SET EXERCISE: Look for "In the picture above, where can the dark hardwood" in the records below, then copy that line and every line after it, exactly and with nothing added.

RAW DATA:
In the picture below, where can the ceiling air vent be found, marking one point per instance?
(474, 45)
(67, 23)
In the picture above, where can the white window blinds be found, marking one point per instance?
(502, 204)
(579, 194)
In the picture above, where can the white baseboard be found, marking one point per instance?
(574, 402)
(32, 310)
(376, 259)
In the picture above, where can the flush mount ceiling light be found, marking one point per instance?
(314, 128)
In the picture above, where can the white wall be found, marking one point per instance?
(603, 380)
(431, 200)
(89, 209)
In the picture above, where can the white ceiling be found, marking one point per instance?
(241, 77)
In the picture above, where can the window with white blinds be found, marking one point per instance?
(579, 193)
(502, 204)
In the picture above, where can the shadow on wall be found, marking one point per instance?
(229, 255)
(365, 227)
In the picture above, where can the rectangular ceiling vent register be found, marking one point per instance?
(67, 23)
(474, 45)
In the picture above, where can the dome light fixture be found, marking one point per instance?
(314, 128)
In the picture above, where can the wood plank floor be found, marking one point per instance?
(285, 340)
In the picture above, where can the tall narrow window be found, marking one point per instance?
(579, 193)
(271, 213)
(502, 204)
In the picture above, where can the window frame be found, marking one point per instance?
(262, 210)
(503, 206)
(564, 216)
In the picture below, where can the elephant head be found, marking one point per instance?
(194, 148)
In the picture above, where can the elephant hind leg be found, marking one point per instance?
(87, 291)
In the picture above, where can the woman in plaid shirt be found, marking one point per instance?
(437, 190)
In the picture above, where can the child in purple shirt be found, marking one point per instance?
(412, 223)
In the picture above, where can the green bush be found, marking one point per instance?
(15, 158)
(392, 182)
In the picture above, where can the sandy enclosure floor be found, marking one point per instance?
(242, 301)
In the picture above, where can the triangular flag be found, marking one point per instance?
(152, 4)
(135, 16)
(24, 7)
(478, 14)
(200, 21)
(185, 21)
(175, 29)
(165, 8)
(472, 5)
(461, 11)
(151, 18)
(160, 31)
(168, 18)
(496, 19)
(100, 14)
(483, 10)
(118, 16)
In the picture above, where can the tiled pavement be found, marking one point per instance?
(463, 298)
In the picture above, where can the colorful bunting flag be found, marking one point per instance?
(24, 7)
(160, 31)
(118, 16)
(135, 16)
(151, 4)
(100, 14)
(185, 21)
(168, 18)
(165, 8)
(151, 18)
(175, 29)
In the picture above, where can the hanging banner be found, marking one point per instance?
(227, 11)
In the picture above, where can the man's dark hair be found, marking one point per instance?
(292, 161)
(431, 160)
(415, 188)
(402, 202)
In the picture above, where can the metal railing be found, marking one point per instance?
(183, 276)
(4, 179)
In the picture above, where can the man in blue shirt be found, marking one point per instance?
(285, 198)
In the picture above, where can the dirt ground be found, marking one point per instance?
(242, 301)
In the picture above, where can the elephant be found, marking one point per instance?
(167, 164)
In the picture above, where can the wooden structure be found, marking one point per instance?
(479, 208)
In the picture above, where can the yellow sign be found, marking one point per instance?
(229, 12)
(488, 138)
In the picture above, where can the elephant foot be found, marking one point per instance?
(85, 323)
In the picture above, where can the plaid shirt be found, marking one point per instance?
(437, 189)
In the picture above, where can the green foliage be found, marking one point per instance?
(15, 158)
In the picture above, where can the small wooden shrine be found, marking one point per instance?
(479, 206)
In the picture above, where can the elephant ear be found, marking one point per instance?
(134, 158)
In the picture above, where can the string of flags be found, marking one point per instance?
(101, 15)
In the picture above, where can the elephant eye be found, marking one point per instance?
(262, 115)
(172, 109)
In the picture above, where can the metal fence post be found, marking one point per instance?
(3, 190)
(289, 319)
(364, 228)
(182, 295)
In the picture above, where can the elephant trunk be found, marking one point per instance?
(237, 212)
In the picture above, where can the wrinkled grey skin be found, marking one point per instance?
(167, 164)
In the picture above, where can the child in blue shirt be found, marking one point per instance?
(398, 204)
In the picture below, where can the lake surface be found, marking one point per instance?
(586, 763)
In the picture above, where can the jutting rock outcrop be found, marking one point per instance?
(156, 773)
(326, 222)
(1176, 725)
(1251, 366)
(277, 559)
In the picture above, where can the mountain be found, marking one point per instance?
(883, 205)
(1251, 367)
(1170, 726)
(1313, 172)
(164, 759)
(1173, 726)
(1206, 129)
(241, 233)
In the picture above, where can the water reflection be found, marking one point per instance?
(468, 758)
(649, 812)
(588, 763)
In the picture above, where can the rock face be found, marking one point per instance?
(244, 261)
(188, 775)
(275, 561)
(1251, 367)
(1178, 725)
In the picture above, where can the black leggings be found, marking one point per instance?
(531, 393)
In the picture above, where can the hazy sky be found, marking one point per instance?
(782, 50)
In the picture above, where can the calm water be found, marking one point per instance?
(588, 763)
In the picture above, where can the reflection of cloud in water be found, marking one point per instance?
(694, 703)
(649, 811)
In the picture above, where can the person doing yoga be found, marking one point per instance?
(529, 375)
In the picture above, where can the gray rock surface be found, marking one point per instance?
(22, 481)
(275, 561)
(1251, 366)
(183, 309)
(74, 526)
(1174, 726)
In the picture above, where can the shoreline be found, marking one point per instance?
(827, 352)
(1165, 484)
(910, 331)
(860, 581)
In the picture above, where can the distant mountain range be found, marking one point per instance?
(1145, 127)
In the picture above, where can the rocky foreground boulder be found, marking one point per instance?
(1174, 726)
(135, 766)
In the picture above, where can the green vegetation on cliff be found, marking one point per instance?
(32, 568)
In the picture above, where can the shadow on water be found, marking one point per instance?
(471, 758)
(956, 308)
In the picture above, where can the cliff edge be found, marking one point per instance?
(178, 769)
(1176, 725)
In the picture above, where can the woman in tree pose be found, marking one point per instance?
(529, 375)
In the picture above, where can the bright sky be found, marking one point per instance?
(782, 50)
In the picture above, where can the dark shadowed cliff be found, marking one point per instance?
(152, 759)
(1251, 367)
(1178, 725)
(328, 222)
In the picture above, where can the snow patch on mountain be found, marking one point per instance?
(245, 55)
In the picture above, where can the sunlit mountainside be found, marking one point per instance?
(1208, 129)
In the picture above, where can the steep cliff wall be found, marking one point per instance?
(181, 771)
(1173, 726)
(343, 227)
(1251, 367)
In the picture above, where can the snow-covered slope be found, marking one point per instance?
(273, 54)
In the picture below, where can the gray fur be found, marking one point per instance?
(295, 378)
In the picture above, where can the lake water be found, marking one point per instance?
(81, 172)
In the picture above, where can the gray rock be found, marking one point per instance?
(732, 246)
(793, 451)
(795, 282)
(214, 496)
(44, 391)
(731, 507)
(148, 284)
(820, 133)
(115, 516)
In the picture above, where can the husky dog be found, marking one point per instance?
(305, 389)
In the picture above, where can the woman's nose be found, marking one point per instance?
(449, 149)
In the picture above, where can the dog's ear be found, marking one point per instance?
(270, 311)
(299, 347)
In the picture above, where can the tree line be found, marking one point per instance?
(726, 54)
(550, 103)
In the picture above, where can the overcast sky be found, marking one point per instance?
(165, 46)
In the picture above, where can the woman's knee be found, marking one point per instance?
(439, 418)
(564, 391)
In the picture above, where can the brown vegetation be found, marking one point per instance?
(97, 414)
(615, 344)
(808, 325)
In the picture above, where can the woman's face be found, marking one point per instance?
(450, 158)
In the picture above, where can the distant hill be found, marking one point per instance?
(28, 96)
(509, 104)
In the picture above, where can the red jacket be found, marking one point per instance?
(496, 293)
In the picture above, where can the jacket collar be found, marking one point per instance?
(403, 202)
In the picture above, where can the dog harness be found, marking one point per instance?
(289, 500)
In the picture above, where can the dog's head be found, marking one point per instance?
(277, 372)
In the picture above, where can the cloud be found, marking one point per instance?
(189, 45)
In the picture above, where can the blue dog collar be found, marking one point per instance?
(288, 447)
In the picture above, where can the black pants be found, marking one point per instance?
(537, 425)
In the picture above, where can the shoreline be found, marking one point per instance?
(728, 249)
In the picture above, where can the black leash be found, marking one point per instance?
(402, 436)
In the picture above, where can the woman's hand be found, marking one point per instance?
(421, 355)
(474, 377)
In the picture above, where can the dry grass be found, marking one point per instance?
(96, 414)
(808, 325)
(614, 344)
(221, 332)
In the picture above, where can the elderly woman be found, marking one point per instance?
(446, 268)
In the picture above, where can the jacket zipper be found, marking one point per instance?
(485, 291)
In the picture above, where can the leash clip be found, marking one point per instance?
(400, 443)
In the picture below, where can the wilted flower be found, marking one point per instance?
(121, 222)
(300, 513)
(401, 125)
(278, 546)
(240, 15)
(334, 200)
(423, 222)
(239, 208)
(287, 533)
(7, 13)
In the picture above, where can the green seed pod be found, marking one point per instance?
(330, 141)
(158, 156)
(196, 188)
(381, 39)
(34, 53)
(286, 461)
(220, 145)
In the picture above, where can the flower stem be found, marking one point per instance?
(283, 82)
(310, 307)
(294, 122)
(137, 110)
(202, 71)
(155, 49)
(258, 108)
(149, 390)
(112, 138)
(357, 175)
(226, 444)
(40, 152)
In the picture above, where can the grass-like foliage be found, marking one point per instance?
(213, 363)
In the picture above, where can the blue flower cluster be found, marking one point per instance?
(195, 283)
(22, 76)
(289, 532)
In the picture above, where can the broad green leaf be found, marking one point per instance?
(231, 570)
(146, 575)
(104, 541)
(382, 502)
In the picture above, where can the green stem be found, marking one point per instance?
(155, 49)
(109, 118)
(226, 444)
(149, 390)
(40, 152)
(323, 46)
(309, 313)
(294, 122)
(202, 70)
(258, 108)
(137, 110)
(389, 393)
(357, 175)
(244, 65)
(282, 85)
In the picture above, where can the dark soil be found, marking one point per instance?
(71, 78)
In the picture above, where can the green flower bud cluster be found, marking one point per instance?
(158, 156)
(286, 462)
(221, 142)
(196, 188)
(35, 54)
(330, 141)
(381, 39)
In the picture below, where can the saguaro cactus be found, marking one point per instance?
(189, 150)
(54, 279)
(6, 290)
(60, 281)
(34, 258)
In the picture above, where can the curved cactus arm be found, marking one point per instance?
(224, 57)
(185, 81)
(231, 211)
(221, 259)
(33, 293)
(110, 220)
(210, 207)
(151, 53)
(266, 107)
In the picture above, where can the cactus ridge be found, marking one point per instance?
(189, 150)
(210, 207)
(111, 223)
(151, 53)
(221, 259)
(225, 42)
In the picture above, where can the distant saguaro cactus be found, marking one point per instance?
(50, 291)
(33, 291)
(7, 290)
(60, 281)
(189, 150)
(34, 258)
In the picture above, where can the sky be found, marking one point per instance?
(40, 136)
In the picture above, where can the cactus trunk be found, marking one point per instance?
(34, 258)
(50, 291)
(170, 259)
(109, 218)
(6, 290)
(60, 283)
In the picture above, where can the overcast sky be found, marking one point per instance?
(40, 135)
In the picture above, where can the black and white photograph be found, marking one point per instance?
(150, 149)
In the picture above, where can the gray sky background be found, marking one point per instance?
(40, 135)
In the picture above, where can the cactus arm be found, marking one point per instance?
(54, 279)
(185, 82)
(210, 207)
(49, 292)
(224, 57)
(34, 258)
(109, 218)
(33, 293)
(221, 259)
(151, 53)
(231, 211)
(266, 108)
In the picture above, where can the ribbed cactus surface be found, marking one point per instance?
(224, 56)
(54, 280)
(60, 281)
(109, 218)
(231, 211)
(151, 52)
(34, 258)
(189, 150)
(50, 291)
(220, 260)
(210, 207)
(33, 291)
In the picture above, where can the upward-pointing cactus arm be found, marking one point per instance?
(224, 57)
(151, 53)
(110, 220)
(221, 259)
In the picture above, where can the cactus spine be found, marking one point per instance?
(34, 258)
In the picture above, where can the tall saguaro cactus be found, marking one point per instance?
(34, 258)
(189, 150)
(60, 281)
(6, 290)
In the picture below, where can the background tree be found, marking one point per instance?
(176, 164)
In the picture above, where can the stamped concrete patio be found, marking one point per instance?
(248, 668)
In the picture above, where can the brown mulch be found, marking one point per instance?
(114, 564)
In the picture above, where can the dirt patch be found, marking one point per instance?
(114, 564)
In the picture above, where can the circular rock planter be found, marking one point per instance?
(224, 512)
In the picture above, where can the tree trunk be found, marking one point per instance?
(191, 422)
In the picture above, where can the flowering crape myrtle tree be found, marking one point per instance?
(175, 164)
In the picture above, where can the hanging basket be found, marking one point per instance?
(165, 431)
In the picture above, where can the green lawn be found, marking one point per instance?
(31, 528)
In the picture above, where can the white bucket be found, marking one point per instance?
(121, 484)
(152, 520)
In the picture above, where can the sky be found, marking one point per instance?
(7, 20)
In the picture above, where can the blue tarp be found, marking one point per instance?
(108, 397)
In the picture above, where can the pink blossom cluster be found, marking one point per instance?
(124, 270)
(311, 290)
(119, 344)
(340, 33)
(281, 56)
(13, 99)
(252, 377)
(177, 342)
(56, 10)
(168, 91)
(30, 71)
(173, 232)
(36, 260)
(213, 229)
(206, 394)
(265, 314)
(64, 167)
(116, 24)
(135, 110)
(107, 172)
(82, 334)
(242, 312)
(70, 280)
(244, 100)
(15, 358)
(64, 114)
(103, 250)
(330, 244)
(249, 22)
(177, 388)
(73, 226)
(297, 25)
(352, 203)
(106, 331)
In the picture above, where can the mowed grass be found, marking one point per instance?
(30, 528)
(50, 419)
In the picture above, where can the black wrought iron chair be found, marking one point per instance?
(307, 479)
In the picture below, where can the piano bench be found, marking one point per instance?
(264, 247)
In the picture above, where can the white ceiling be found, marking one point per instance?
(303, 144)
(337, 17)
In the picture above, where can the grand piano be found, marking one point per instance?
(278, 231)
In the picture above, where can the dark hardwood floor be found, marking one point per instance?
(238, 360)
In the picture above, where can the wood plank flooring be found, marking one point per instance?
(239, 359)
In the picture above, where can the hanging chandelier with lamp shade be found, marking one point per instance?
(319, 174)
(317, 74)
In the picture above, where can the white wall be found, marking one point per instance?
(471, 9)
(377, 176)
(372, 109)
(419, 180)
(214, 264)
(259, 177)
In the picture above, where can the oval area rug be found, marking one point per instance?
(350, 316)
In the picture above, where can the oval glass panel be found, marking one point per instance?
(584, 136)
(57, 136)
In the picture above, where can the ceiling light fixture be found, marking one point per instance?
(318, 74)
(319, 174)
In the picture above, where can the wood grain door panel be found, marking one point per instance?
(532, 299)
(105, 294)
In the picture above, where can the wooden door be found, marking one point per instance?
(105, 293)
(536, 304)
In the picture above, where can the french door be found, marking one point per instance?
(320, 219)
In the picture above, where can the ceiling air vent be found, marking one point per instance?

TASK ANSWER:
In the picture above, where can the dark hardwood floor be found, marking one point per instance?
(238, 360)
In the picture above, where can the wood plank flooring be found, marking one point per instance?
(239, 359)
In the picture above, where can the hanging chandelier with lamp shade be found, marking one point per instance?
(319, 174)
(317, 74)
In the picture above, where can the white wall be found, marking one point per instance?
(471, 9)
(377, 176)
(372, 109)
(419, 180)
(214, 264)
(259, 177)
In the picture above, where can the oval area rug be found, marking one point per instance?
(350, 316)
In the picture above, where can the oval glass panel be found, marking one point per instance?
(584, 136)
(57, 136)
In the picture above, where can the ceiling light fixture be found, marking one point per instance?
(318, 74)
(319, 174)
In the picture above, where can the wood grain door panel be found, marking one point per instance?
(532, 299)
(105, 294)
In the picture above, where can the wooden door be found, marking one point per instance?
(105, 293)
(536, 304)
In the picture above, where can the french door be found, marking one point per instance?
(320, 219)
In the picture above, where can the ceiling air vent be found, marking one point per instance?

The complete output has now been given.